[TASK DETAILS] Copy the lines from the start of the records through the line containing "x=521 y=441", both ends included, reproducing them character for character.

[TASK INPUT]

↓

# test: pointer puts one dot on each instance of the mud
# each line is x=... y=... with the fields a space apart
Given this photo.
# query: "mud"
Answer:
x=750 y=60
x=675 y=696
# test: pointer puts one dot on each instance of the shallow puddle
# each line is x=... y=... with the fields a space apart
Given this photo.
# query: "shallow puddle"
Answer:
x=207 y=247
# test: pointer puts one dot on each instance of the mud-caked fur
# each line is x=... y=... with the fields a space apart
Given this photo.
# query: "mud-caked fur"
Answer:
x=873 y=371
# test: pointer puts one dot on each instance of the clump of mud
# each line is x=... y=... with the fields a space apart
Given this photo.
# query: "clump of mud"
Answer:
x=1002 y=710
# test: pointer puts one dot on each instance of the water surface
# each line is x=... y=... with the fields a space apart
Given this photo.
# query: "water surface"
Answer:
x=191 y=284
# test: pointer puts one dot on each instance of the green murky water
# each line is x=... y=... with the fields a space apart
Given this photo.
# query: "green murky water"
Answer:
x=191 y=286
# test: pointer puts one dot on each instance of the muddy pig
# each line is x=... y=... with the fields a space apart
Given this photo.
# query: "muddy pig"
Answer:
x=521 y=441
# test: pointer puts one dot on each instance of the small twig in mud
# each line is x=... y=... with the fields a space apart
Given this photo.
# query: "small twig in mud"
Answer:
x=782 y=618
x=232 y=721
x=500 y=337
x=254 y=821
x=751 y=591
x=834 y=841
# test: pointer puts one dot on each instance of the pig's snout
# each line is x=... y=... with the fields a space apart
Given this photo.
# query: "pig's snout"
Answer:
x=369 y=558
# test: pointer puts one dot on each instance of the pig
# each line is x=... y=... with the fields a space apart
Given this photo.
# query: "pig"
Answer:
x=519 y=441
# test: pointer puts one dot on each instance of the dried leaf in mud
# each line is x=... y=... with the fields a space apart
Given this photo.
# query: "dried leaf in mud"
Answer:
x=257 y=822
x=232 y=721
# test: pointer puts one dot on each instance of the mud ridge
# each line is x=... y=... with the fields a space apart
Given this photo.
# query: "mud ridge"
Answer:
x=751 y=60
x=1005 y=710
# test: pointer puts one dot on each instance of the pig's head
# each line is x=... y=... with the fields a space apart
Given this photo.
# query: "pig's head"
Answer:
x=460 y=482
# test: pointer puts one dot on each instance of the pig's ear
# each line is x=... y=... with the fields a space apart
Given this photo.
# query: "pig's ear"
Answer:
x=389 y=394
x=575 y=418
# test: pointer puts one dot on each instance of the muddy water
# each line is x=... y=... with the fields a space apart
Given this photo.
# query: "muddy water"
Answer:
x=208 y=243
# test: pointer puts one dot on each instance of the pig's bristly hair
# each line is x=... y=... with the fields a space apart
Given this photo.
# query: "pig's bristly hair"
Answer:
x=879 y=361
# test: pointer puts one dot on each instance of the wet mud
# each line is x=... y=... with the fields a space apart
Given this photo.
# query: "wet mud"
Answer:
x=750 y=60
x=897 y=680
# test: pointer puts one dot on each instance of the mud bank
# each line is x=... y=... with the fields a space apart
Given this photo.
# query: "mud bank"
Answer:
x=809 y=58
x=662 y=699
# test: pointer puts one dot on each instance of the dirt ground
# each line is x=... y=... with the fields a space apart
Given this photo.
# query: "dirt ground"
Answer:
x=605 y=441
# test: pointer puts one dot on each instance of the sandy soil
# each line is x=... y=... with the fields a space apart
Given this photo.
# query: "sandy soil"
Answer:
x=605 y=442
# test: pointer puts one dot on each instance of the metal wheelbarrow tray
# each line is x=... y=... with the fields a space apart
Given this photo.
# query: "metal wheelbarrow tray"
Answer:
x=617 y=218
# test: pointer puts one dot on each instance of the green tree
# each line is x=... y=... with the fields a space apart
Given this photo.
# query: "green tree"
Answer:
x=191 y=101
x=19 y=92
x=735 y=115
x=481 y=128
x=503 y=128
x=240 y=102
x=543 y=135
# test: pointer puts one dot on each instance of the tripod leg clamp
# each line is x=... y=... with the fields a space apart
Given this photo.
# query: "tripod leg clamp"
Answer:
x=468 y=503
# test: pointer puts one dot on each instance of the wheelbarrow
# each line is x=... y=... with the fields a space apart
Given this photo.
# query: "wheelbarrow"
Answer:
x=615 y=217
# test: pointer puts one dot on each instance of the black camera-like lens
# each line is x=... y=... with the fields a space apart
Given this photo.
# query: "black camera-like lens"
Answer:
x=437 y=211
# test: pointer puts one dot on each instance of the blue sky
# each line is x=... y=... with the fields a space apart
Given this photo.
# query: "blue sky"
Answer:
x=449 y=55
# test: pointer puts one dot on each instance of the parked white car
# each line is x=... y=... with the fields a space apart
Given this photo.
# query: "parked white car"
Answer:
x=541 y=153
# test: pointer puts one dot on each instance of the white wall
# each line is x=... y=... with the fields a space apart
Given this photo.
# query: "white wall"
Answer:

↑

[SOLUTION TO THIS EXERCISE]
# test: pointer puts one dot on each instance of the mud
# each line is x=... y=... with the fields a space apart
Given this photo.
# query: "mud"
Answer:
x=750 y=60
x=675 y=696
# test: pointer puts one dot on each instance of the shallow puddle
# each line is x=... y=... with the fields a space apart
Given this photo.
# query: "shallow puddle"
Answer:
x=207 y=247
# test: pointer puts one dot on each instance of the mud-caked fur
# each line is x=... y=... with the fields a space apart
Given this photo.
# query: "mud-caked fur"
Answer:
x=873 y=371
# test: pointer puts one dot on each instance of the clump of mud
# each line is x=... y=... with the fields a space apart
Given this photo.
# query: "clump of mud"
Answer:
x=1002 y=710
# test: pointer puts one dot on each instance of the water surface
# each line is x=... y=... with the fields a space apart
Given this photo.
# query: "water surface"
Answer:
x=191 y=284
# test: pointer puts one dot on each instance of the green murky water
# each line is x=... y=... with the fields a space apart
Given this photo.
# query: "green murky water"
Answer:
x=191 y=286
# test: pointer puts one dot on each instance of the muddy pig
# each line is x=... y=... with the fields a space apart
Given this photo.
# query: "muddy pig"
Answer:
x=521 y=441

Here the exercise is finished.